Leave out all pictures. Extract exactly the lines from the one containing "The component shall identify every instance of the fence" through the end of the data.
□ □ □ □ □ □ □
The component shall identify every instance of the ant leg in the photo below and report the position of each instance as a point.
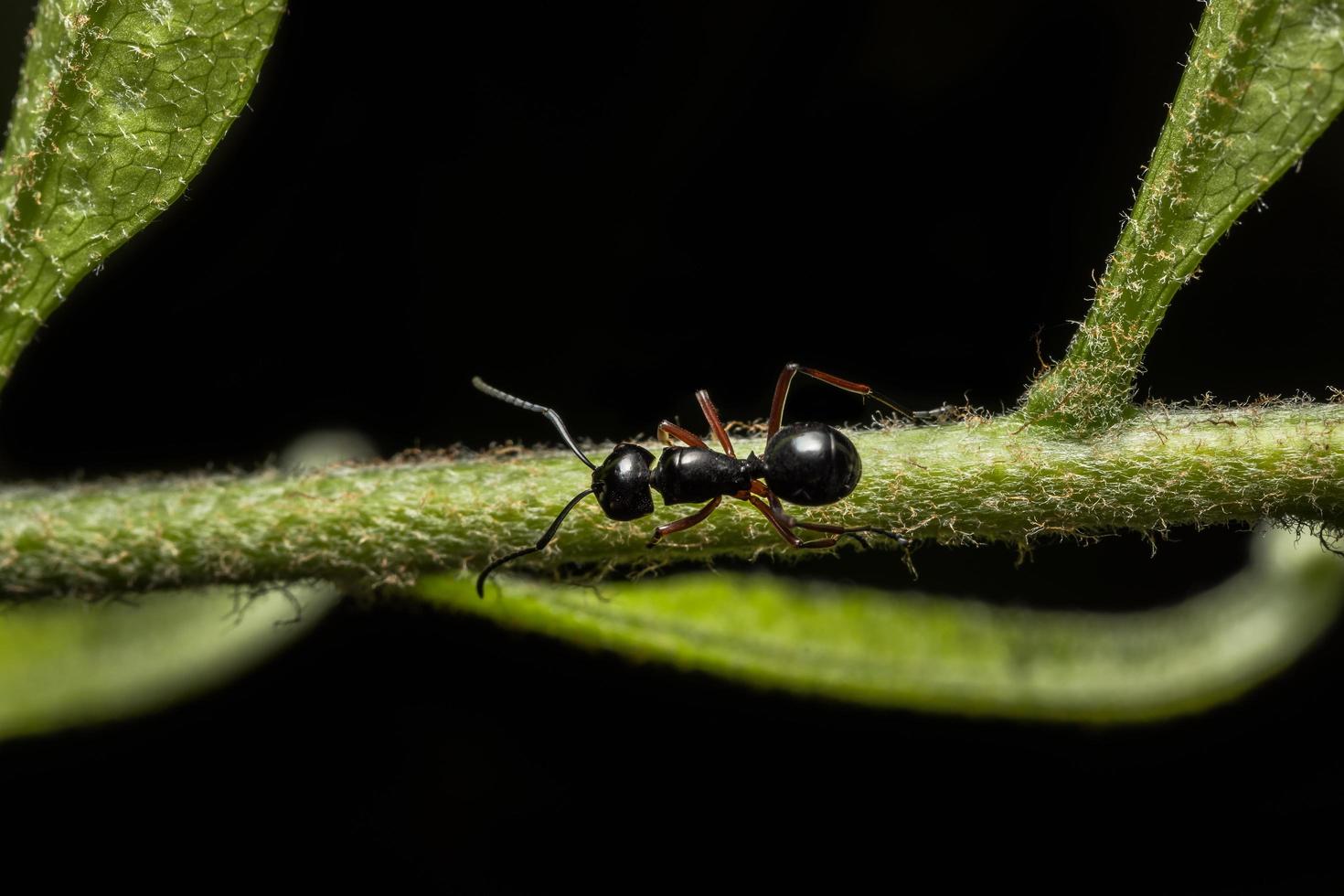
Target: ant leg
(785, 529)
(668, 430)
(781, 392)
(781, 518)
(684, 523)
(712, 415)
(852, 531)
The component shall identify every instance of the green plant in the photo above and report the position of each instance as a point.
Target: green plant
(1078, 457)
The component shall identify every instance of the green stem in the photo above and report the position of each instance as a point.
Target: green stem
(1260, 86)
(383, 524)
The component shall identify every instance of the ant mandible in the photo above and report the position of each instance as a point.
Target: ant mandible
(805, 464)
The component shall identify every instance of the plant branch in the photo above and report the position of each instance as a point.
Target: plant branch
(385, 524)
(1261, 85)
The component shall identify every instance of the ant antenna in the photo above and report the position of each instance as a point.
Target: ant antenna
(898, 409)
(560, 425)
(542, 541)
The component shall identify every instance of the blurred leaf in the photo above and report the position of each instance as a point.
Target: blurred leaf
(119, 105)
(66, 663)
(946, 655)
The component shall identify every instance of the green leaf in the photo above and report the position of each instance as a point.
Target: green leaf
(946, 655)
(1263, 82)
(119, 105)
(65, 661)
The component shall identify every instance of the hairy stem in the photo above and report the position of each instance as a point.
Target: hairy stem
(386, 523)
(1261, 85)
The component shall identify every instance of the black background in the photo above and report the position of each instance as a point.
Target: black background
(605, 208)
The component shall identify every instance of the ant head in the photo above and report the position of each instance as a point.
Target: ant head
(621, 484)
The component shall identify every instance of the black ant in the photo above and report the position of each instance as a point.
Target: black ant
(805, 464)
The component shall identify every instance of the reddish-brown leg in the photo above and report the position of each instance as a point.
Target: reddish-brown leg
(668, 430)
(785, 529)
(712, 415)
(781, 392)
(684, 523)
(784, 521)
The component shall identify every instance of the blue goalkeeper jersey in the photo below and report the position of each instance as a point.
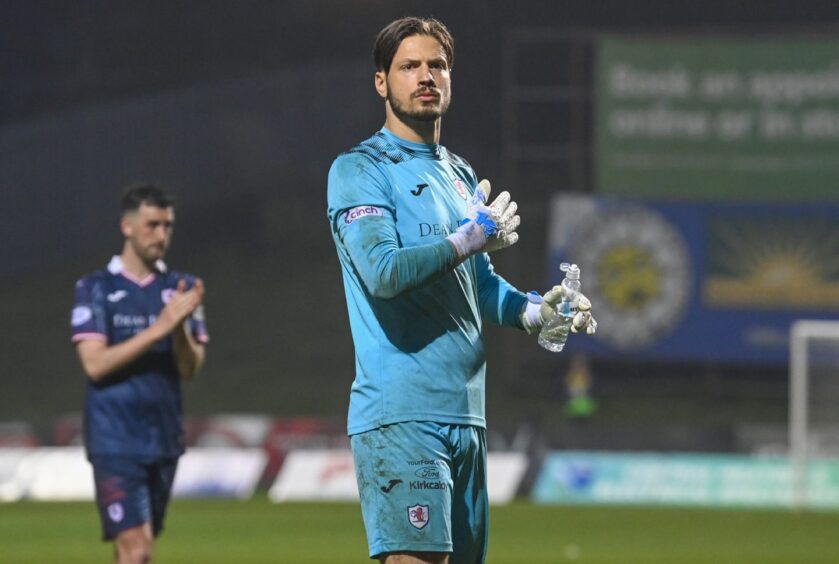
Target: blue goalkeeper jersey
(135, 411)
(416, 313)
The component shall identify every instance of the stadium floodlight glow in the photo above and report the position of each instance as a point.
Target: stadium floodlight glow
(801, 433)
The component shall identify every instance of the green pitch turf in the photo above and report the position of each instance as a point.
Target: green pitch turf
(257, 531)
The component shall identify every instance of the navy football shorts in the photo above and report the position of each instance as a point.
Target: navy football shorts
(131, 491)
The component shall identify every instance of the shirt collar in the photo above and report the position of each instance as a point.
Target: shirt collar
(116, 267)
(434, 150)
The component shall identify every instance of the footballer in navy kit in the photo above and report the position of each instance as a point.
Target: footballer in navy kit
(413, 228)
(138, 329)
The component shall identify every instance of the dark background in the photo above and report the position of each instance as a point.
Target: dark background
(239, 108)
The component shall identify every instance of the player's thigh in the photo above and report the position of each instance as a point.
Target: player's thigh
(161, 479)
(122, 493)
(405, 482)
(470, 500)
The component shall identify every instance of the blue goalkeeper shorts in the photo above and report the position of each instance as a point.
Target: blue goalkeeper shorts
(423, 489)
(132, 491)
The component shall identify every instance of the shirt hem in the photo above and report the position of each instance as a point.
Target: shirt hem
(437, 418)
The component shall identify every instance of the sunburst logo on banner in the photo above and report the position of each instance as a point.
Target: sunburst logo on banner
(772, 262)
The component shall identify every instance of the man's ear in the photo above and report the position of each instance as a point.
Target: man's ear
(126, 226)
(380, 82)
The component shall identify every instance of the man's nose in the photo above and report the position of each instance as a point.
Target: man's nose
(426, 76)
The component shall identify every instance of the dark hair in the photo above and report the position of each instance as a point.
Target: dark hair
(389, 39)
(148, 194)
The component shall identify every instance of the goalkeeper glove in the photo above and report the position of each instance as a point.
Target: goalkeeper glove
(539, 310)
(486, 228)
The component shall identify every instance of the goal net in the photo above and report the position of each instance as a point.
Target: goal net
(814, 411)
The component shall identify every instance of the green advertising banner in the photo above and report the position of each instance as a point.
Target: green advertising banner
(717, 119)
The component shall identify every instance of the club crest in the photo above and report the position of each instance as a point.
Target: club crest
(461, 188)
(418, 516)
(116, 512)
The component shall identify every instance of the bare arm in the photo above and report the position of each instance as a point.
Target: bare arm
(99, 360)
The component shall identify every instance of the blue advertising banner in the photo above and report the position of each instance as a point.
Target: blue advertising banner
(697, 281)
(719, 480)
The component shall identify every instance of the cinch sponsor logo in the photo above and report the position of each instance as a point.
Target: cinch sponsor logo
(438, 229)
(423, 485)
(359, 212)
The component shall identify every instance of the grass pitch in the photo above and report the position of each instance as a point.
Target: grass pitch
(257, 531)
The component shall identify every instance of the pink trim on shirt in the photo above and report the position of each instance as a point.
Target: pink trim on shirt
(90, 337)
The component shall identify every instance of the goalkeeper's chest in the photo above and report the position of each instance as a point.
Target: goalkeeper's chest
(429, 205)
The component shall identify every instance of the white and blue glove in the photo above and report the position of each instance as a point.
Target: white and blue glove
(486, 228)
(539, 310)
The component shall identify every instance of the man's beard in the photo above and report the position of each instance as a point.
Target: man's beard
(423, 114)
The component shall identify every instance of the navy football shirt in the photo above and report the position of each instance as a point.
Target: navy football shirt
(136, 410)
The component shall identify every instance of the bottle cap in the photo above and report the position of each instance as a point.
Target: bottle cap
(572, 271)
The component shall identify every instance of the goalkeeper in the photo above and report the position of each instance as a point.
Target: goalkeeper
(413, 228)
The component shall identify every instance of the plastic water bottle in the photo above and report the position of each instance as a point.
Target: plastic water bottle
(555, 331)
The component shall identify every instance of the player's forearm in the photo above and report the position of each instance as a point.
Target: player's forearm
(99, 360)
(388, 271)
(189, 353)
(500, 302)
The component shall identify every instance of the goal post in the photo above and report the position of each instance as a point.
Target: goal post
(813, 400)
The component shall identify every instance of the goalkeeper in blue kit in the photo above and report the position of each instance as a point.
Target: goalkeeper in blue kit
(413, 228)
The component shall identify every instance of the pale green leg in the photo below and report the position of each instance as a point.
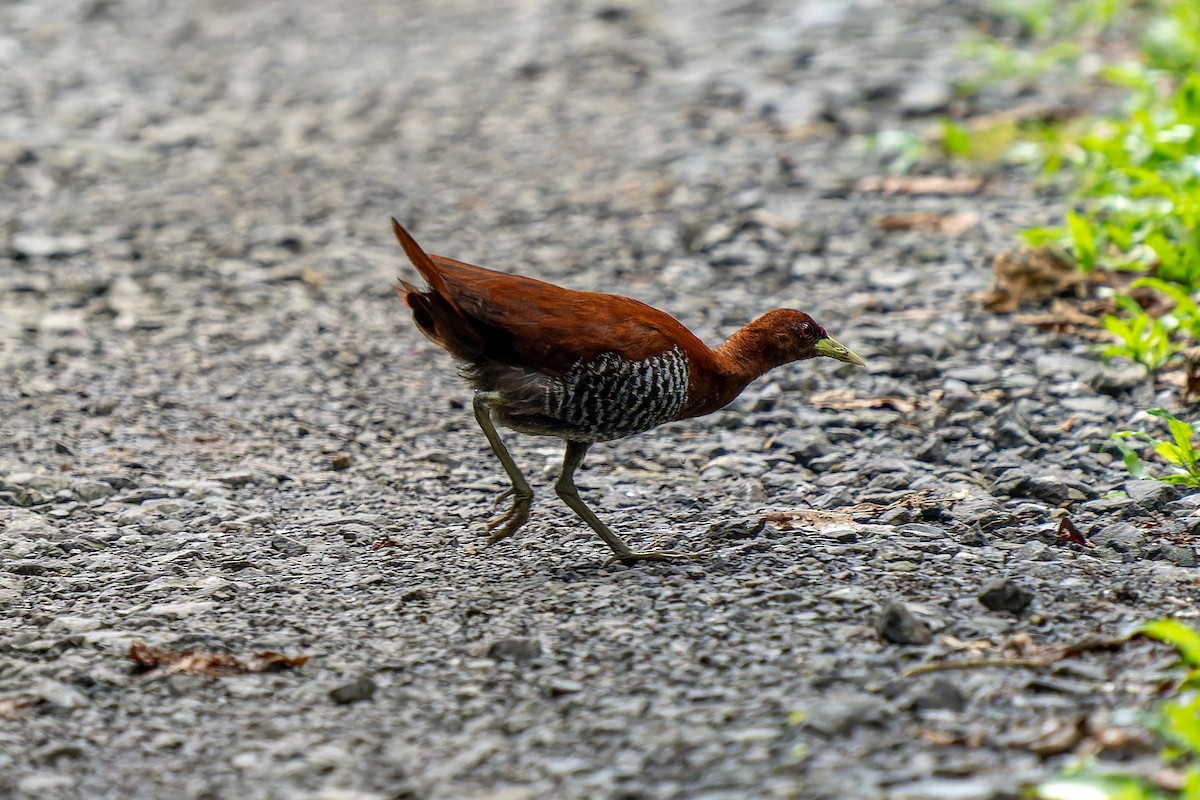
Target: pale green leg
(522, 495)
(570, 495)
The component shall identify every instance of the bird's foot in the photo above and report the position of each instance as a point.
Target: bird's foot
(655, 555)
(511, 521)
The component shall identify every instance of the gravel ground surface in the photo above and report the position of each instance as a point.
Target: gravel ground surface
(221, 432)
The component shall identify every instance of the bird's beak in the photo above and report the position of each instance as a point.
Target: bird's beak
(835, 349)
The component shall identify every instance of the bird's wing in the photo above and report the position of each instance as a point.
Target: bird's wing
(550, 328)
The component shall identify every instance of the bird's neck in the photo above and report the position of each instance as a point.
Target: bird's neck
(755, 349)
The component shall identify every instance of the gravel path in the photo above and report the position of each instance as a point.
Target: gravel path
(221, 432)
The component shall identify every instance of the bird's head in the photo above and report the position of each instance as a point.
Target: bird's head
(796, 336)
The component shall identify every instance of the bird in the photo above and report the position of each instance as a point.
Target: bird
(586, 367)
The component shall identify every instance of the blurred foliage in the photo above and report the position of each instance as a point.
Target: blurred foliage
(1175, 721)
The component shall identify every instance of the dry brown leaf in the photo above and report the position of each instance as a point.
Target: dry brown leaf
(811, 517)
(1031, 274)
(841, 400)
(1039, 110)
(387, 541)
(1053, 737)
(1067, 531)
(972, 645)
(17, 707)
(921, 185)
(1063, 318)
(185, 662)
(940, 738)
(952, 224)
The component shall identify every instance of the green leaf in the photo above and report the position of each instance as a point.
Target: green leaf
(1097, 787)
(955, 139)
(1128, 455)
(1085, 244)
(1171, 631)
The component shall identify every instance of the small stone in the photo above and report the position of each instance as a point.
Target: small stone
(940, 693)
(43, 783)
(933, 451)
(288, 546)
(736, 530)
(1006, 595)
(564, 686)
(1119, 378)
(1180, 554)
(979, 373)
(898, 625)
(514, 649)
(1121, 537)
(73, 625)
(843, 713)
(64, 696)
(1151, 494)
(973, 537)
(359, 690)
(240, 477)
(39, 566)
(178, 611)
(89, 491)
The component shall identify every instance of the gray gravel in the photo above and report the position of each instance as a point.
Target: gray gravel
(221, 432)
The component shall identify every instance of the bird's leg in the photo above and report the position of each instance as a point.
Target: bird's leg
(570, 495)
(522, 495)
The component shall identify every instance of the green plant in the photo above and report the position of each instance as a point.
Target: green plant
(1179, 451)
(1176, 721)
(1139, 336)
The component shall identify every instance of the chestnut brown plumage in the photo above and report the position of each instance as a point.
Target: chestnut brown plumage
(585, 366)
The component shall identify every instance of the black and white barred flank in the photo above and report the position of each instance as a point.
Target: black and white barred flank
(611, 397)
(606, 397)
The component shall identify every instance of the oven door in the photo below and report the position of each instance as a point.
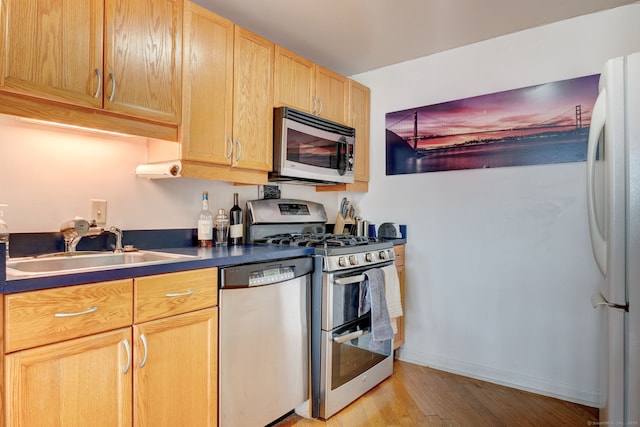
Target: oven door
(352, 363)
(341, 296)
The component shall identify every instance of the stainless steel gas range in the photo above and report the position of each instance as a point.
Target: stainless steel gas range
(346, 361)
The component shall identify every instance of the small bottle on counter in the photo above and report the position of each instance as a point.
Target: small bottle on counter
(222, 228)
(235, 223)
(205, 223)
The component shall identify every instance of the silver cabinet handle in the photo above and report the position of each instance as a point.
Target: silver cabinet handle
(348, 337)
(180, 294)
(79, 313)
(99, 88)
(350, 280)
(143, 338)
(239, 153)
(228, 156)
(113, 87)
(128, 349)
(598, 300)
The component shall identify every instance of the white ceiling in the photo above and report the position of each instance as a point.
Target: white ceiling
(354, 36)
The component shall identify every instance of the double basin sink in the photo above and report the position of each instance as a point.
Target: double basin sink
(78, 262)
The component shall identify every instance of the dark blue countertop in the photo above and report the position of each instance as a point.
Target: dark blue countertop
(207, 257)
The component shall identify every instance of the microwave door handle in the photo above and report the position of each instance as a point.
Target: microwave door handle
(350, 280)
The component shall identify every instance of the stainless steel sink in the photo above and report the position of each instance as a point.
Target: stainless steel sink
(80, 262)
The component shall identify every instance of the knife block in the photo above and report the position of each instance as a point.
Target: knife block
(344, 225)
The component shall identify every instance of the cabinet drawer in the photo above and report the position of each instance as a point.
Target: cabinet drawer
(399, 250)
(51, 315)
(174, 293)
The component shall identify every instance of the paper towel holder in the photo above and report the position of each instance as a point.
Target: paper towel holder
(171, 169)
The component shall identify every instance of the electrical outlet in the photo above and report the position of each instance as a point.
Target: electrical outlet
(99, 211)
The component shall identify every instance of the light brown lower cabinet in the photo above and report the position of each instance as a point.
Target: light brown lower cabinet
(177, 385)
(81, 382)
(134, 352)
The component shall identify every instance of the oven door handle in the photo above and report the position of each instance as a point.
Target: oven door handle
(348, 337)
(350, 280)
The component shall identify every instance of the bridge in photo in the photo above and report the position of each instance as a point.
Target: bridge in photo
(407, 126)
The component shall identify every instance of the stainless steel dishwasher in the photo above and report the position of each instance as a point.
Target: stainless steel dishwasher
(264, 345)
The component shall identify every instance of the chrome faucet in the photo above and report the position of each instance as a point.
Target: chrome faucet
(74, 230)
(118, 234)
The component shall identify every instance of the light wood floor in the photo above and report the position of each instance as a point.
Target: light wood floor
(420, 396)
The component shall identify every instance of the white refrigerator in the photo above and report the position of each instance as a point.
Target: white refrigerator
(613, 199)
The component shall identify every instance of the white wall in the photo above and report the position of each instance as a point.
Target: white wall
(49, 175)
(499, 266)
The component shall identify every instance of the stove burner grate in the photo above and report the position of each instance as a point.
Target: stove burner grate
(316, 240)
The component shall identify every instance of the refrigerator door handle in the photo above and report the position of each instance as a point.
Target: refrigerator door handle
(598, 242)
(598, 300)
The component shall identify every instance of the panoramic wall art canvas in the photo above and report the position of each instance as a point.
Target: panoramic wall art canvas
(547, 123)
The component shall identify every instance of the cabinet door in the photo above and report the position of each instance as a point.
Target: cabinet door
(253, 101)
(53, 49)
(82, 382)
(207, 92)
(293, 81)
(359, 101)
(331, 90)
(143, 45)
(175, 377)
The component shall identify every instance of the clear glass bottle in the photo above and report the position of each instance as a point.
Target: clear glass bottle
(4, 231)
(235, 222)
(205, 223)
(222, 228)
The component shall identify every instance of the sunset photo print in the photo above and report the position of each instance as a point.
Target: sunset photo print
(547, 123)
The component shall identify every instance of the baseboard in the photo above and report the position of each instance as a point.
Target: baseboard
(545, 387)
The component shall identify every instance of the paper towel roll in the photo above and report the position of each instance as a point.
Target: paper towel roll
(160, 170)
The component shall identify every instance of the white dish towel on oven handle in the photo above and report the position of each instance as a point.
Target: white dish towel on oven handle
(392, 294)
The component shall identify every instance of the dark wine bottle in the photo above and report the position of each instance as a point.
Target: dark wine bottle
(235, 222)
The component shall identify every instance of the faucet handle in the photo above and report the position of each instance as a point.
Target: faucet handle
(118, 233)
(75, 227)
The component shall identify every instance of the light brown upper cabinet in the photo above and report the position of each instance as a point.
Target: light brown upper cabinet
(359, 117)
(359, 99)
(227, 125)
(305, 86)
(117, 55)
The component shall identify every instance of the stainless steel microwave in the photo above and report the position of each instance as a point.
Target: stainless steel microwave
(310, 148)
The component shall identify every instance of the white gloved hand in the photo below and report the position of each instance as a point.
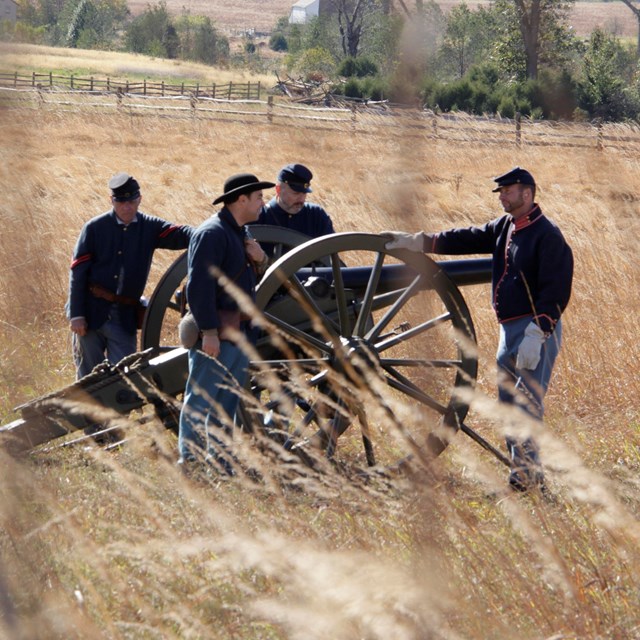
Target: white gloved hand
(530, 348)
(400, 240)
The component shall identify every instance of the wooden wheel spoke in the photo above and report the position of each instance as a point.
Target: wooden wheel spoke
(366, 305)
(404, 336)
(419, 362)
(397, 381)
(395, 308)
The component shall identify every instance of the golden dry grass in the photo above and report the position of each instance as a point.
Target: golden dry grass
(118, 545)
(102, 64)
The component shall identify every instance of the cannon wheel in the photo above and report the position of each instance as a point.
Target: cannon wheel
(160, 324)
(419, 340)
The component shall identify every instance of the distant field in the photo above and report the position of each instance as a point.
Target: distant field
(262, 14)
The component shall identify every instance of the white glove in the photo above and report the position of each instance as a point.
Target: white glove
(530, 348)
(400, 240)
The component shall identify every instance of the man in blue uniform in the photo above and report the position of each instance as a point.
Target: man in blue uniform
(109, 271)
(219, 251)
(531, 287)
(289, 207)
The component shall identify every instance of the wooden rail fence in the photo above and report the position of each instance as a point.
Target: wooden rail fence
(163, 100)
(51, 82)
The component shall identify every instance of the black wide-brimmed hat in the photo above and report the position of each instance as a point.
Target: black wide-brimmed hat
(240, 184)
(124, 187)
(297, 176)
(515, 176)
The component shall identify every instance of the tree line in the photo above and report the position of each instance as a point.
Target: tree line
(508, 57)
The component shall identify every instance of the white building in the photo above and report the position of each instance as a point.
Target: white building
(8, 10)
(303, 10)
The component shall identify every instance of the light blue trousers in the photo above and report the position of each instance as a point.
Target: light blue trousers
(525, 387)
(210, 401)
(110, 342)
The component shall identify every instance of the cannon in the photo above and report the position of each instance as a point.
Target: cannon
(340, 314)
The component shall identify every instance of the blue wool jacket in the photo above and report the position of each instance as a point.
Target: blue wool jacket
(217, 244)
(532, 264)
(312, 219)
(117, 257)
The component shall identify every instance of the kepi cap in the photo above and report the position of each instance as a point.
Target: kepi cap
(297, 176)
(124, 187)
(514, 176)
(240, 184)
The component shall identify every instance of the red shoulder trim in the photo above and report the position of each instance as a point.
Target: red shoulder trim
(170, 230)
(80, 260)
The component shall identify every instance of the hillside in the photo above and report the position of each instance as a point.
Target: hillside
(118, 545)
(261, 15)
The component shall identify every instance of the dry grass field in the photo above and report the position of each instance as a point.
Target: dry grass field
(117, 544)
(261, 15)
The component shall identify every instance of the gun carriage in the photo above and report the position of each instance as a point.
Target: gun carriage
(344, 320)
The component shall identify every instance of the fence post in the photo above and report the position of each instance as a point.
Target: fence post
(599, 134)
(40, 96)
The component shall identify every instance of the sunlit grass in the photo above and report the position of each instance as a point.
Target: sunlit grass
(118, 544)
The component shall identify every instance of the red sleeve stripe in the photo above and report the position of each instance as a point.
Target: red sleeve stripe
(81, 259)
(170, 230)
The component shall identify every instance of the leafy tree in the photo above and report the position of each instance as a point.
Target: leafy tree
(316, 64)
(602, 85)
(153, 33)
(532, 32)
(467, 39)
(278, 42)
(91, 23)
(354, 17)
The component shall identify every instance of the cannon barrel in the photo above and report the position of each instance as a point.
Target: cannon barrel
(397, 276)
(149, 376)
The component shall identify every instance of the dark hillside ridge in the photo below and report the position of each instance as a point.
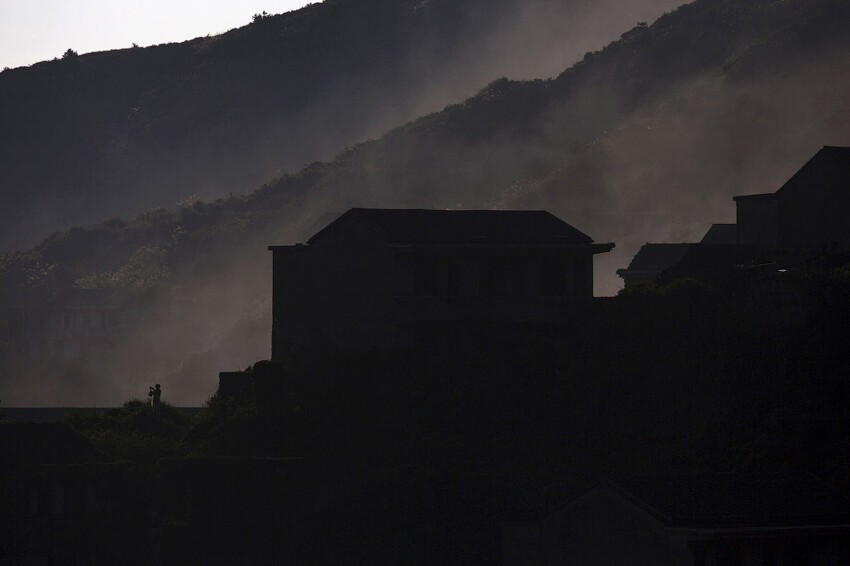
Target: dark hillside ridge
(646, 140)
(90, 136)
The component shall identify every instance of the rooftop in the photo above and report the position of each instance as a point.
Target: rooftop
(738, 500)
(420, 226)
□ □ □ □ □ □ □
### Exercise response
The component shall identify every instance of the fence post in the photo above and report the position of each instance as a point.
Target: fence post
(599, 134)
(40, 96)
The component shall identify every instance of the sunlit grass in the photo above and report the position of each instance as a point.
Target: sunlit grass
(118, 544)
The component shall identify every instance of the red sleeve stripe in the photo above and report the position of each instance as a point.
Target: red sleeve stripe
(81, 259)
(170, 230)
The component shall identify every instance of the leafy tree in the photo above and report the position of each instance as a point.
Target: leafy tree
(316, 64)
(602, 85)
(153, 33)
(532, 32)
(467, 39)
(278, 42)
(91, 23)
(354, 17)
The component shall identify every instance of the cannon barrel in the photo above and report the position of each instance as a point.
Target: cannon barrel
(397, 276)
(149, 376)
The component shall identify every instance of the dark hillside ridge in the photo below and report the position of each instance as a point.
Target: dark hillside ridge
(646, 140)
(90, 136)
The component shall identify every instance of the rooftop in the photo above and report the position of each instance as a point.
Target: rooftop
(738, 500)
(420, 226)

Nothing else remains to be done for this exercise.